Beginning with the line where "the stone tower" occurs, set down each line of the records through the final one, exactly and without additions.

#### Dataset extract ####

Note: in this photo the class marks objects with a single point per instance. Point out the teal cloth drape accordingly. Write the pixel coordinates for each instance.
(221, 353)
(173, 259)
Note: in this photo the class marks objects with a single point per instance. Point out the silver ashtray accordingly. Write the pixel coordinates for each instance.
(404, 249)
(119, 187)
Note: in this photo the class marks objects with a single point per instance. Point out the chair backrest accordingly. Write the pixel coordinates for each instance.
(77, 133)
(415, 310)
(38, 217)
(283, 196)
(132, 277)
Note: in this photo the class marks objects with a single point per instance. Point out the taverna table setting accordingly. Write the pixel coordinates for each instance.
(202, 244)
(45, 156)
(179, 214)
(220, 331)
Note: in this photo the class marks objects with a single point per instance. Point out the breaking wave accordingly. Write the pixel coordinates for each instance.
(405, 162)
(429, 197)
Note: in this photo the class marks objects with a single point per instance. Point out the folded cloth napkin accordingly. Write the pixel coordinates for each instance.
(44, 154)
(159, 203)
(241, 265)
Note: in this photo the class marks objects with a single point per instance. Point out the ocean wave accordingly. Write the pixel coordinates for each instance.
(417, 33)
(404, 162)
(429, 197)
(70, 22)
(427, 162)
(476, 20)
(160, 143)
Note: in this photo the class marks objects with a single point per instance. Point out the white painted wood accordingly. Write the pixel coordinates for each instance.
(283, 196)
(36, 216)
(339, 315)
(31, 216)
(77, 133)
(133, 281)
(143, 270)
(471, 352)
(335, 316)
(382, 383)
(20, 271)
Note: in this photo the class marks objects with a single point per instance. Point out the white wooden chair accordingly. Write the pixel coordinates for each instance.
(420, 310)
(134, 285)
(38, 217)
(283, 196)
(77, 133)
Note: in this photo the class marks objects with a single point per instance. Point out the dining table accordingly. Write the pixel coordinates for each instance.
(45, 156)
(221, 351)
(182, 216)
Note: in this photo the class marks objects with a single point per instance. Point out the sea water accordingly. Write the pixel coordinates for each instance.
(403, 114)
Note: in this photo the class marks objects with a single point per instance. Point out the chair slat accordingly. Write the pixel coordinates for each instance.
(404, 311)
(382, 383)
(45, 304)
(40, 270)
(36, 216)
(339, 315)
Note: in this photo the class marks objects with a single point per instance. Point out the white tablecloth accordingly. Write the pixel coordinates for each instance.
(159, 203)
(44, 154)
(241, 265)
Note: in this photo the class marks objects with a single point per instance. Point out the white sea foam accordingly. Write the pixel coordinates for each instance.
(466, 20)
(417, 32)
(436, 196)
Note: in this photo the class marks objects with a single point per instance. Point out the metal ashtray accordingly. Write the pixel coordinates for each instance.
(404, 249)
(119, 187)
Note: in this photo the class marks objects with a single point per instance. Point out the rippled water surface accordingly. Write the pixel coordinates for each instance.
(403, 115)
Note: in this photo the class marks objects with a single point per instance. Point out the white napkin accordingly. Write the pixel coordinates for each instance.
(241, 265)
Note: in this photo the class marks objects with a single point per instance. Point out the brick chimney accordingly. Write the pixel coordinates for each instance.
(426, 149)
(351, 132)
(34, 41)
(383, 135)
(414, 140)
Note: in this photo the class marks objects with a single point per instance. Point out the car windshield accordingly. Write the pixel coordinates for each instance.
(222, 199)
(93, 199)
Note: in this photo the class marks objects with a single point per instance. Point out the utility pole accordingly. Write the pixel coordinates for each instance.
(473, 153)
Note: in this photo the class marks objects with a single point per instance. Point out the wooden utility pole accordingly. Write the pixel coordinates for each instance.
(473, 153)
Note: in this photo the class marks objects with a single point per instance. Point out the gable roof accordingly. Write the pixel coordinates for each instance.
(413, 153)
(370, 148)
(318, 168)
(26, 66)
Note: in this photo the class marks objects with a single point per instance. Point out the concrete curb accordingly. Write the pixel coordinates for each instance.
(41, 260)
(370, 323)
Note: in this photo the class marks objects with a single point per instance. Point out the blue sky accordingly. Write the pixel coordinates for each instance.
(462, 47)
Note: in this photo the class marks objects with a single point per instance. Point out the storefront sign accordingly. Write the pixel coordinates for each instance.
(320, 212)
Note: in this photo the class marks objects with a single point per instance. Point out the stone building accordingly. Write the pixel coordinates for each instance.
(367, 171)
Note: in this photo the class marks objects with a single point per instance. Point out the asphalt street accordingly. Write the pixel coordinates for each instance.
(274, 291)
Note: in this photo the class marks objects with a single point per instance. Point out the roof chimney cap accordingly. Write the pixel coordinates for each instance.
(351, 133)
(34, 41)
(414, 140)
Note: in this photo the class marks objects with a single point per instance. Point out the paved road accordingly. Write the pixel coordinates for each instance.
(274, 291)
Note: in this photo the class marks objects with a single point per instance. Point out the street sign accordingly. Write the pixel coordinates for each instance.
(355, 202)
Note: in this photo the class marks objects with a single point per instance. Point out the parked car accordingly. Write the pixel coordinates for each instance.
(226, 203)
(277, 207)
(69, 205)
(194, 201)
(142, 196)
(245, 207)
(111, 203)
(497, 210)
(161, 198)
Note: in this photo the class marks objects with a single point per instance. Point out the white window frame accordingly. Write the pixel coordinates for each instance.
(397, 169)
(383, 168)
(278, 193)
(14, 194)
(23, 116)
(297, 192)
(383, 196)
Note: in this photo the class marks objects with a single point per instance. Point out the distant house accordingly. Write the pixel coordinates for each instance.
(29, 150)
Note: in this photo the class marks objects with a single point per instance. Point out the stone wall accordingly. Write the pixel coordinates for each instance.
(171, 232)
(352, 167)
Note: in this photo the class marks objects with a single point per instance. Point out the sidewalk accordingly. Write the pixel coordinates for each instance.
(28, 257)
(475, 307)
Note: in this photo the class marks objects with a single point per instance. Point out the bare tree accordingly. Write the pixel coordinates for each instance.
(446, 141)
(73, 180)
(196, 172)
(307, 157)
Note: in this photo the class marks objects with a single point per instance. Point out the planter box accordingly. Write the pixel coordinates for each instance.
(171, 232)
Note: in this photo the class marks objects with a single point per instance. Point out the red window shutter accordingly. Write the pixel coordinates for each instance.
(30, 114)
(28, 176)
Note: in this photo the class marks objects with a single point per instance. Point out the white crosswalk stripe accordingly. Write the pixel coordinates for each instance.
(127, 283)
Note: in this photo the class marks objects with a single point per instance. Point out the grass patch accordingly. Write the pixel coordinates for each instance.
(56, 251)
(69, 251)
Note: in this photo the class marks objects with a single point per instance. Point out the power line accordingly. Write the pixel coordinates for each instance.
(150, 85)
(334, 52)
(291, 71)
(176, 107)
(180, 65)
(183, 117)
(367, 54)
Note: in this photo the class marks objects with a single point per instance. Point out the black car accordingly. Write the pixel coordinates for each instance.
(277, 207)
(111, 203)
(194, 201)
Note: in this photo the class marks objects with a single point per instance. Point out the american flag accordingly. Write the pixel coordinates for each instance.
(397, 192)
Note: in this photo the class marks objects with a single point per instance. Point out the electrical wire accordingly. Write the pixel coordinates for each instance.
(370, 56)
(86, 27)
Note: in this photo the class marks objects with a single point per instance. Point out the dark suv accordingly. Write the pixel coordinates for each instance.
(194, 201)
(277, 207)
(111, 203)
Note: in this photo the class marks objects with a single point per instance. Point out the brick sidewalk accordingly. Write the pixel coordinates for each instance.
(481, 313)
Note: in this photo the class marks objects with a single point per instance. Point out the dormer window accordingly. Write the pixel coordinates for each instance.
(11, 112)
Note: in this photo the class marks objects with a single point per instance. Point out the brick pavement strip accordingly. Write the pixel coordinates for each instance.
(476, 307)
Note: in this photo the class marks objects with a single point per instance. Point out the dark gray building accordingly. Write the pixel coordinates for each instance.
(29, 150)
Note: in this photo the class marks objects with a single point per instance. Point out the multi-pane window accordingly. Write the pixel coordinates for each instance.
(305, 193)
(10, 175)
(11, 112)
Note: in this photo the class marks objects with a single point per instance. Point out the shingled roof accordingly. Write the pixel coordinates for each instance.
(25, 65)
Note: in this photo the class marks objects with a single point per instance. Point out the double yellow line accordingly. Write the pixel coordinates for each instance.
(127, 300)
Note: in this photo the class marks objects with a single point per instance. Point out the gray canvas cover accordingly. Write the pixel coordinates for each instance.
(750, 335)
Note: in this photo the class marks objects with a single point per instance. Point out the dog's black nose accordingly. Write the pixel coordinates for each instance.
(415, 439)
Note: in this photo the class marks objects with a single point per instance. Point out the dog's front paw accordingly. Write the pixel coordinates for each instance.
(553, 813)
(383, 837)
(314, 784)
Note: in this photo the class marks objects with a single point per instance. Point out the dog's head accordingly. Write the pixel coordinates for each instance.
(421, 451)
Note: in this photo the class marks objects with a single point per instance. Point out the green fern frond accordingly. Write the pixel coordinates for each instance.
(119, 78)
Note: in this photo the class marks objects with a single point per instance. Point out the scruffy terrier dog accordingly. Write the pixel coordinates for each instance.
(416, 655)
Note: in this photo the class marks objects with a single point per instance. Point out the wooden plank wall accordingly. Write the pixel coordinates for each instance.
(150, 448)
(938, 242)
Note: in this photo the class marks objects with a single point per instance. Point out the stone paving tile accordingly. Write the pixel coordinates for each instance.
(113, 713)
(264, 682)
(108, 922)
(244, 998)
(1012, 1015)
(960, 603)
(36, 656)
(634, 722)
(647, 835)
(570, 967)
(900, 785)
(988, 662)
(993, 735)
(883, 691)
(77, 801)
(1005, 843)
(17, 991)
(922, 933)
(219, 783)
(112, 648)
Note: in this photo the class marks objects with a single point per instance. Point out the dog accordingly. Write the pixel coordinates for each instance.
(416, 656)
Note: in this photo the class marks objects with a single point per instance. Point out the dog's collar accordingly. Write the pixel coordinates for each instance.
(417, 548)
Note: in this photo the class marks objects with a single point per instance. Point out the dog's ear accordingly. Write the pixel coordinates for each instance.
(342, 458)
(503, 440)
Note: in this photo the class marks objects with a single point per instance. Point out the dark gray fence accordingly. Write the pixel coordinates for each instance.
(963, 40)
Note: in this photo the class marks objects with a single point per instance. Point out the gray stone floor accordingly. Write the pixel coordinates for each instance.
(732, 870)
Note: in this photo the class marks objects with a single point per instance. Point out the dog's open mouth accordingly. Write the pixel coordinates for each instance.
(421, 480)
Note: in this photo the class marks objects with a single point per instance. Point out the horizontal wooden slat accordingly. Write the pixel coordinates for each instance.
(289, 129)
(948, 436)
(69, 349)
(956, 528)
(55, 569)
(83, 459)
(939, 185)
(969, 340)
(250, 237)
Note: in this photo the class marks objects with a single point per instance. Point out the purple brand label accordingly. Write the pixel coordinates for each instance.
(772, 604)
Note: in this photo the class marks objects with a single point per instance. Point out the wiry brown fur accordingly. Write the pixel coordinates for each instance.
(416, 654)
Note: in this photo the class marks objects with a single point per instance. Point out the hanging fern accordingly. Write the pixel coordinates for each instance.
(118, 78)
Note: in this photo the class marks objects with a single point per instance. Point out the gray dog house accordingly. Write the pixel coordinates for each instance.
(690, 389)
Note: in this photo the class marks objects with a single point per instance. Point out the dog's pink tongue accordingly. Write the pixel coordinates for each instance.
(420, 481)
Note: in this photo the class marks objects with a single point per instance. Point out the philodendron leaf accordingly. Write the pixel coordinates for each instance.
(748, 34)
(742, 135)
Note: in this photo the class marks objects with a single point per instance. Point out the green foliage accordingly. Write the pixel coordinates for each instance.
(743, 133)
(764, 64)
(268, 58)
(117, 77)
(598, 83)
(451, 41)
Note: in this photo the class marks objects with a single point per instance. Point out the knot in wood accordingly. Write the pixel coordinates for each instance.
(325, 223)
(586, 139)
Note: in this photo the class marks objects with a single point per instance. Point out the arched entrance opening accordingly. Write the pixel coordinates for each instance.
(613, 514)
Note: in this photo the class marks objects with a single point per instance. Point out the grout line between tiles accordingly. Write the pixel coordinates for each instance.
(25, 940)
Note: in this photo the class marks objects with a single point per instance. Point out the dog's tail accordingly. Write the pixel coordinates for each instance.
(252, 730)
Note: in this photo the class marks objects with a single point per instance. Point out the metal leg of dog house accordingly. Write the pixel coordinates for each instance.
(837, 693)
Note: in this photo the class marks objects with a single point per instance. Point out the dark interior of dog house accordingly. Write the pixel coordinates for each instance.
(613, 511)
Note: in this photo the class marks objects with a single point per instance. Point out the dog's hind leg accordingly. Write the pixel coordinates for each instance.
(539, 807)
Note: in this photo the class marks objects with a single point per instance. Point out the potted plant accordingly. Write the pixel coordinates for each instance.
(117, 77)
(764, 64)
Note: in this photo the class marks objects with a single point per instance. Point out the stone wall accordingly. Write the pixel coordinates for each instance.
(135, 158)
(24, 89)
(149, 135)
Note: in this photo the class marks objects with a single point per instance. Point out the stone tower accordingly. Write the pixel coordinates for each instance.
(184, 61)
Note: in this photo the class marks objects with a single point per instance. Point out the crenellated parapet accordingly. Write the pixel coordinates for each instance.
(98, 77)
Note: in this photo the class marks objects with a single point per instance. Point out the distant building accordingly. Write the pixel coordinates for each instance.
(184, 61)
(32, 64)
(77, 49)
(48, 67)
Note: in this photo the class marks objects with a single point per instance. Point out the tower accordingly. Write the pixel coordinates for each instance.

####

**Expected output**
Note: in this photo the class marks objects with a single point per instance. Point out the stone tower accordingly. Write the pixel coordinates for each instance.
(184, 61)
Note: in this photo the class marks objects with a single point per instance. Point out the crenellated parapet accordingly. Write the pixel coordinates for each instance.
(98, 77)
Note: in this photo the class marks objects with a single point per instance. Point out the distant building accordingly. Write the pixel coordinates for each instance.
(184, 61)
(32, 64)
(77, 49)
(48, 67)
Note: in this photo the class marks objects with a single point per instance. Point out the tower accordingly. Write the pixel coordinates for each instance.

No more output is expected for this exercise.